==== Study material

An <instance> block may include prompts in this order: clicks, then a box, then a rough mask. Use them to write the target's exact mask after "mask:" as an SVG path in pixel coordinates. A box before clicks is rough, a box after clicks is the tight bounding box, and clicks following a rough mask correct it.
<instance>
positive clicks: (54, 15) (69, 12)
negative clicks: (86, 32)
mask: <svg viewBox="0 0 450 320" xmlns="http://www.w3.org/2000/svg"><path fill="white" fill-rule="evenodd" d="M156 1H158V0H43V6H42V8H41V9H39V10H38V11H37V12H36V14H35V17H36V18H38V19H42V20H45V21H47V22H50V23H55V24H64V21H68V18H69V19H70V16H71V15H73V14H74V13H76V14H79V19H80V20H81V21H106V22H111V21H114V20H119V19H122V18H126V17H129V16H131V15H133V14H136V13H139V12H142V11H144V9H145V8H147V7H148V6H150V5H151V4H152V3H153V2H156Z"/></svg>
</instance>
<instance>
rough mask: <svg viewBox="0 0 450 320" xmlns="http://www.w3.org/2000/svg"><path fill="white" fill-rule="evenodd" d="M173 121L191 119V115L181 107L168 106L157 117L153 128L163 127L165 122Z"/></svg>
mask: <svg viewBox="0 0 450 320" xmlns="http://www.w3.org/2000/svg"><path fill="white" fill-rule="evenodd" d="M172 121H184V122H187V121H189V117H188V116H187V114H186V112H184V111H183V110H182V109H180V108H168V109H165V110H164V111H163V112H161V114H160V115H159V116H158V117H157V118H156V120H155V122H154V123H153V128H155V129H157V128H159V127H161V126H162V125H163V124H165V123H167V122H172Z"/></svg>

========

Task item
Your task is to repeat the data exactly; please include every line.

Solution below
An <instance> block may include prompts in this order: clicks, then a box, then a rough mask. Use them to write the target's exact mask after "mask:" as an SVG path in pixel coordinates. A box before clicks is rough, a box after clicks is the tight bounding box, and clicks following a rough mask correct it.
<instance>
positive clicks: (54, 15) (69, 12)
negative clicks: (86, 32)
mask: <svg viewBox="0 0 450 320" xmlns="http://www.w3.org/2000/svg"><path fill="white" fill-rule="evenodd" d="M156 1H158V0H43V6H42V8H41V9H39V10H38V11H37V12H36V14H35V17H36V18H38V19H42V20H45V21H47V22H50V23H55V24H64V21H68V18H69V19H70V16H71V15H73V14H74V13H76V14H79V19H80V20H81V21H106V22H111V21H114V20H119V19H122V18H126V17H129V16H131V15H133V14H136V13H139V12H142V11H144V9H145V8H147V7H148V6H150V5H151V4H152V3H153V2H156Z"/></svg>
</instance>
<instance>
rough mask: <svg viewBox="0 0 450 320" xmlns="http://www.w3.org/2000/svg"><path fill="white" fill-rule="evenodd" d="M173 121L191 119V115L181 107L168 106L157 117L153 128L163 127L165 122Z"/></svg>
mask: <svg viewBox="0 0 450 320" xmlns="http://www.w3.org/2000/svg"><path fill="white" fill-rule="evenodd" d="M172 121H184V122H187V121H189V117H188V116H187V114H186V112H184V111H183V110H182V109H180V108H168V109H165V110H164V111H163V112H161V114H160V115H159V116H158V117H157V118H156V120H155V122H154V123H153V128H155V129H157V128H159V127H161V126H162V125H163V124H165V123H167V122H172Z"/></svg>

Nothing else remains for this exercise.